## PROVIDED RECORDS
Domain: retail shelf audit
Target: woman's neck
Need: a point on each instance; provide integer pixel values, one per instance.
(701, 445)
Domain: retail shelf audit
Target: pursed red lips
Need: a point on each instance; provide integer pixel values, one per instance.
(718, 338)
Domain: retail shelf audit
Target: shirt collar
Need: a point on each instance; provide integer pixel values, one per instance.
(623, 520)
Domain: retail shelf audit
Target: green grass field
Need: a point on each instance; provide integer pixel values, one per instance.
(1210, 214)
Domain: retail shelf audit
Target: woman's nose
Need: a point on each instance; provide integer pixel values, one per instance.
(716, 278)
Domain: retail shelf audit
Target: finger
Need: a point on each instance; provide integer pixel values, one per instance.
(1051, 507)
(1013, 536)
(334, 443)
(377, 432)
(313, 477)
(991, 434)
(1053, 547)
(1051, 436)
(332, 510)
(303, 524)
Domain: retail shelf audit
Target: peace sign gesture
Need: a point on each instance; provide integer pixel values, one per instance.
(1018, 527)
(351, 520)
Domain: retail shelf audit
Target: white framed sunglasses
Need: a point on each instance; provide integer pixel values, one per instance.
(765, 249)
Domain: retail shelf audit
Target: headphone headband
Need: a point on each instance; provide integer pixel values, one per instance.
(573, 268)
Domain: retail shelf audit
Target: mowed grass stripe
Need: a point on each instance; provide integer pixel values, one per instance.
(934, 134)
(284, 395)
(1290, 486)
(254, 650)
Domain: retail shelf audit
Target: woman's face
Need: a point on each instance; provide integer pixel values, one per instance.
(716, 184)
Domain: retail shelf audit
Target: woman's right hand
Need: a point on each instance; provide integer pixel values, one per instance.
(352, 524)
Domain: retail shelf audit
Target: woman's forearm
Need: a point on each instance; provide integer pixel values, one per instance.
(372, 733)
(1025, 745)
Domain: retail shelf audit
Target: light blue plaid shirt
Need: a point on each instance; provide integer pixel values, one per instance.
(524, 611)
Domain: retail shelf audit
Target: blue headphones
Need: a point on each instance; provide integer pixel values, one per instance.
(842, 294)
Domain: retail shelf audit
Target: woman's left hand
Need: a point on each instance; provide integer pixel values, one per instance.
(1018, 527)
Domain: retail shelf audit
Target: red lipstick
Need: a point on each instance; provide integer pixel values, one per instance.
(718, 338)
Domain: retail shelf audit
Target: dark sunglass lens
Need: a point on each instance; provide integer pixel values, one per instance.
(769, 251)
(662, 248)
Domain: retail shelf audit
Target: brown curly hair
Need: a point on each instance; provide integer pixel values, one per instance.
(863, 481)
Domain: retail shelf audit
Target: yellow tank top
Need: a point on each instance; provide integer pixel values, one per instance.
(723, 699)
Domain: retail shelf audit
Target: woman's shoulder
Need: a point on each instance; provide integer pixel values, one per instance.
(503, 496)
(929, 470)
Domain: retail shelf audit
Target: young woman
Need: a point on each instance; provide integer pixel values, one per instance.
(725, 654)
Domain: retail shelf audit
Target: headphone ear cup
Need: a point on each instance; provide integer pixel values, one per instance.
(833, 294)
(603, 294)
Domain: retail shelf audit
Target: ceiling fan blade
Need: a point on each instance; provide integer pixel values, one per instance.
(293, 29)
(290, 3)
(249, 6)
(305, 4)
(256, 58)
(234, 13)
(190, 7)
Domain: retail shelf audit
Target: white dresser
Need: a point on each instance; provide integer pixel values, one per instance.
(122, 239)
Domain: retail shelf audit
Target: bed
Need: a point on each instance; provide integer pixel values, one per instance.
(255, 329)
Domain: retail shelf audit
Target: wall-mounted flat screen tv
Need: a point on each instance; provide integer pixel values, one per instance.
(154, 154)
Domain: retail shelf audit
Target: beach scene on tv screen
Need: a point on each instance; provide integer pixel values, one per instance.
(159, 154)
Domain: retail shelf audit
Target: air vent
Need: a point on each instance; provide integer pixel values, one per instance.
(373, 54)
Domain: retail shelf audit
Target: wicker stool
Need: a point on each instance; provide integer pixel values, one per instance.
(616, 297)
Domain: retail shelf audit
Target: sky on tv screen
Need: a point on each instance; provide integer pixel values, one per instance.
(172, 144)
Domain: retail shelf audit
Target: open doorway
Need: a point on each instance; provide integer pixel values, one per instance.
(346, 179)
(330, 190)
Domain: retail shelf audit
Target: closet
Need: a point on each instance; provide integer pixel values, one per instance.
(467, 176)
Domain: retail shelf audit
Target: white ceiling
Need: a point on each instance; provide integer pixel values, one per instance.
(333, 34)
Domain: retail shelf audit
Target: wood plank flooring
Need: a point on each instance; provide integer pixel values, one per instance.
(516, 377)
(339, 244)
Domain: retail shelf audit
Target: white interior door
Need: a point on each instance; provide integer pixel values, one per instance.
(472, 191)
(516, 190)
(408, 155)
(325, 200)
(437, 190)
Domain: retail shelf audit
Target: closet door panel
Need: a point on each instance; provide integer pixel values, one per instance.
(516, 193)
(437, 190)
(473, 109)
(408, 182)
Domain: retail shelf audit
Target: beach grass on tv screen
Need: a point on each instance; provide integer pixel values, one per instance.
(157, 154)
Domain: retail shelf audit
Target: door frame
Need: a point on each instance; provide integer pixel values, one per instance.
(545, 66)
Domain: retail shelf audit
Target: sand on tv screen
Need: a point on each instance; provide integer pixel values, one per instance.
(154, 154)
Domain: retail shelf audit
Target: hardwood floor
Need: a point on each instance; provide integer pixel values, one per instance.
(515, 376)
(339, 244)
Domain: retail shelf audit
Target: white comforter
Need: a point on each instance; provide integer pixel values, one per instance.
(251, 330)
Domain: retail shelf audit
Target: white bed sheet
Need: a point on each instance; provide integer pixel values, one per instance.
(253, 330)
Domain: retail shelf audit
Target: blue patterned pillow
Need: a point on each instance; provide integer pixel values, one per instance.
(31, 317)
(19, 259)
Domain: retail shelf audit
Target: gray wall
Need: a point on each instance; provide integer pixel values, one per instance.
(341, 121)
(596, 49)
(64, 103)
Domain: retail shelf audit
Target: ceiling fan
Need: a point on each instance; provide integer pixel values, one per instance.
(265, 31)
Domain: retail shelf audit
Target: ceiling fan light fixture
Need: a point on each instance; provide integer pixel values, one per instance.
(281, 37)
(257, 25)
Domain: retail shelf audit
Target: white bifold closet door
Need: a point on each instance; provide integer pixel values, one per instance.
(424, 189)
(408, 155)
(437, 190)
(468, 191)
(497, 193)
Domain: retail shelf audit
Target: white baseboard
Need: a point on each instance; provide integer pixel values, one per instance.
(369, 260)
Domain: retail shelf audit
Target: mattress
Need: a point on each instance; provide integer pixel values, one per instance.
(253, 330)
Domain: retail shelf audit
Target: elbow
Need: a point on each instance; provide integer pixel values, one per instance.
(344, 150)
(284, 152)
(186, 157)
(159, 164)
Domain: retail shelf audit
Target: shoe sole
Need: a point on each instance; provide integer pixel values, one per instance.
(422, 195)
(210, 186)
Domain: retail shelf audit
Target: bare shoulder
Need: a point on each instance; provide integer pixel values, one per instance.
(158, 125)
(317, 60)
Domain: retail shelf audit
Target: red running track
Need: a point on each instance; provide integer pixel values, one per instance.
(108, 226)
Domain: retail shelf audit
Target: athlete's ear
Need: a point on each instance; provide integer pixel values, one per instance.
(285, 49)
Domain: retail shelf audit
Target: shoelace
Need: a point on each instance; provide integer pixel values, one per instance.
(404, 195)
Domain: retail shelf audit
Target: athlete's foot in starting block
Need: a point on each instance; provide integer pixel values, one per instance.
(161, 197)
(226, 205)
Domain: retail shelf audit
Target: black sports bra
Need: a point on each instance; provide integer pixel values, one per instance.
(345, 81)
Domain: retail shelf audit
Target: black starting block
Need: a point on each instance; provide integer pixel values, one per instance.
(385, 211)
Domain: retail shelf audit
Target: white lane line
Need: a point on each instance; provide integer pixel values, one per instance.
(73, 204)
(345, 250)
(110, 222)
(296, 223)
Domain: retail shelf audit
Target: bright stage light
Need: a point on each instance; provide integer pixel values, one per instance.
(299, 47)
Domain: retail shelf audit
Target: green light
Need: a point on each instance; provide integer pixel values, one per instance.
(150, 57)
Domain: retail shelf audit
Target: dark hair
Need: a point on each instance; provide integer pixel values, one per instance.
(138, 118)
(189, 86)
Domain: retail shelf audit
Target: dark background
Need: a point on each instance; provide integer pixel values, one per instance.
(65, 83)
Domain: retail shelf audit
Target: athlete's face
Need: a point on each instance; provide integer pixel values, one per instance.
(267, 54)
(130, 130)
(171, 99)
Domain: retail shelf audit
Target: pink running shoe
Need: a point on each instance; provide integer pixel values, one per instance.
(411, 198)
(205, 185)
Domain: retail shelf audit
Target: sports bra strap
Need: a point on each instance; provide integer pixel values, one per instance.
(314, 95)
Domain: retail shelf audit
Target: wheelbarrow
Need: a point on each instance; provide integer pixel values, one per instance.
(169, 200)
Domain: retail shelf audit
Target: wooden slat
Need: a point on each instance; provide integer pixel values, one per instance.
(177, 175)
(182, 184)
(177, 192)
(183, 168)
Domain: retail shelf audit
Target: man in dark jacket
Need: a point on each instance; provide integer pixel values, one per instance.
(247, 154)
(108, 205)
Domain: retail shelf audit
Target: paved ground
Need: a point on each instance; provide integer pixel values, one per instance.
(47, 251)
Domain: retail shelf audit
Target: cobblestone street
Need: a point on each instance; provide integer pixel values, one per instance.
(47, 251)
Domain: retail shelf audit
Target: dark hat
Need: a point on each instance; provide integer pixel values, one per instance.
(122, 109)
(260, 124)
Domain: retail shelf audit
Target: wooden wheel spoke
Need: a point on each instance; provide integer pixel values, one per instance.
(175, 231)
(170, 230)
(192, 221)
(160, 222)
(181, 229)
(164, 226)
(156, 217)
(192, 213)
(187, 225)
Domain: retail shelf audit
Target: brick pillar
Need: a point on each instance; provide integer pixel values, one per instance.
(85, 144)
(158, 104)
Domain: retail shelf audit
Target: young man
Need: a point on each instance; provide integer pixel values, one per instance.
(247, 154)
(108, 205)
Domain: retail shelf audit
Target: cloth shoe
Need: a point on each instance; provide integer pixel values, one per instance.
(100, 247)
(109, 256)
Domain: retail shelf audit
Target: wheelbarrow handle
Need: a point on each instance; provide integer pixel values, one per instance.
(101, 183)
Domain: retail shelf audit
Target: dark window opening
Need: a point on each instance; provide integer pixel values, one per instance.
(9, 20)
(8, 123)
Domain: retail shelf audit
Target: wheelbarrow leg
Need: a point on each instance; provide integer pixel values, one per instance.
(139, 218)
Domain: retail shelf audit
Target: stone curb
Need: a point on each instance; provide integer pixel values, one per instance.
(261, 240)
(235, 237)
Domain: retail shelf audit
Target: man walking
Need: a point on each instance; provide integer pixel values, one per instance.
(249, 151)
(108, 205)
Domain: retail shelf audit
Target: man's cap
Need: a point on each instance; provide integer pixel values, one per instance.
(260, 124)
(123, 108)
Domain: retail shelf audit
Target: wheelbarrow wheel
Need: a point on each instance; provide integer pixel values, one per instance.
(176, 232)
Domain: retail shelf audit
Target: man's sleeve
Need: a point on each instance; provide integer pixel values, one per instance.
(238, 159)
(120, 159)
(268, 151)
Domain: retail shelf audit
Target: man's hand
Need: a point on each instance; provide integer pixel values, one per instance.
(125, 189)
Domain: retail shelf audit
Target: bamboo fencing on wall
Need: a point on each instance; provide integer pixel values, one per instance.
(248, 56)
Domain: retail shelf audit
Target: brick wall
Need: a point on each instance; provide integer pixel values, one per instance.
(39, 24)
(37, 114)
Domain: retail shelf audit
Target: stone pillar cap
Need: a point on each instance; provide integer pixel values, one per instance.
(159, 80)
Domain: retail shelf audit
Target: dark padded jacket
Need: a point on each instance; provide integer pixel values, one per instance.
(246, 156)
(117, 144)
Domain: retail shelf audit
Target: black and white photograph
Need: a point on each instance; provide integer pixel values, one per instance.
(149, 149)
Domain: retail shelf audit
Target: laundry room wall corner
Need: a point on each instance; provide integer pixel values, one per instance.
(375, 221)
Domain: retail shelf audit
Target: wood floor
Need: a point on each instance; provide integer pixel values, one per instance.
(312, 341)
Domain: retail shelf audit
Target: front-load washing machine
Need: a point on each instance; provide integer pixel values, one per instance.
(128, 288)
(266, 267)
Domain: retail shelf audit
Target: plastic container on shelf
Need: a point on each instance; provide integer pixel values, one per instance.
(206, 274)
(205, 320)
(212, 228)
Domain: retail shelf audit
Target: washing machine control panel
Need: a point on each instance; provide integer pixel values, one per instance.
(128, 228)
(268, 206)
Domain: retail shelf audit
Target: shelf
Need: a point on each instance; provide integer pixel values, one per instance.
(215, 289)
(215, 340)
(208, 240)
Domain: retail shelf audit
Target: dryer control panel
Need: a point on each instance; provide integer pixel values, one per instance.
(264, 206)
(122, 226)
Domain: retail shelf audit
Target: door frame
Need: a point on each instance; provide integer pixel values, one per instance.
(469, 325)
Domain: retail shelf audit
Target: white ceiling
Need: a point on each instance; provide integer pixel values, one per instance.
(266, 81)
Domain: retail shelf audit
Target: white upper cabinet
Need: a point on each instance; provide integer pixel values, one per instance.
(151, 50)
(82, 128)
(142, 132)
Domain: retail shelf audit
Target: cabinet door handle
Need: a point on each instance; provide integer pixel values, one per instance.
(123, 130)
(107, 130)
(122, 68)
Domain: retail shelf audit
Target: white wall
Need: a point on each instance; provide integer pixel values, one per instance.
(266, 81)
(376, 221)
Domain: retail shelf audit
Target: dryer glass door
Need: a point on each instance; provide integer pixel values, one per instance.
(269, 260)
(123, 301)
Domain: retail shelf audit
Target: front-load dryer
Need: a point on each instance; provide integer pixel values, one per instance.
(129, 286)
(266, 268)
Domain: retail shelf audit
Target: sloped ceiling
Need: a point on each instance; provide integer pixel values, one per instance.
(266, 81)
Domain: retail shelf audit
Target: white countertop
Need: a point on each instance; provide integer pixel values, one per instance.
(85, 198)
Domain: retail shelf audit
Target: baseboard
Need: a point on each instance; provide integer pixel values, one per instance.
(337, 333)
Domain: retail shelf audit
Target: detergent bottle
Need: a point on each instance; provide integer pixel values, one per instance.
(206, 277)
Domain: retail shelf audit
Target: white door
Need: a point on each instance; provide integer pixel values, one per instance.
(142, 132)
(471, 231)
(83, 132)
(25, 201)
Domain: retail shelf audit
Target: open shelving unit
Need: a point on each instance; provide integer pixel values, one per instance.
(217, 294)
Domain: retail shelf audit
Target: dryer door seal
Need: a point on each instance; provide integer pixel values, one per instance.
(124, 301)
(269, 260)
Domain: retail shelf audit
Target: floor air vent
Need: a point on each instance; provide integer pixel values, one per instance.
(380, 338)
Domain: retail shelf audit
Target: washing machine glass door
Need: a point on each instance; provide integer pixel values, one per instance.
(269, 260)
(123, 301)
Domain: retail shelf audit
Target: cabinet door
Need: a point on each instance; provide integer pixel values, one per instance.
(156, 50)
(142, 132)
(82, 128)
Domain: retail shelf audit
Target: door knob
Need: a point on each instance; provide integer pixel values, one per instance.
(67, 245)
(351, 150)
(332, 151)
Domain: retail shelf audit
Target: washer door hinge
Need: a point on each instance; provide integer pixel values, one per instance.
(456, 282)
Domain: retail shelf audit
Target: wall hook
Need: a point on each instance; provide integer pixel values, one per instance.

## AIM OF THE TASK
Count the lines in the entries above that contain the string "green", matching case exactly. Reply with the number only.

## CORRECT RESPONSE
2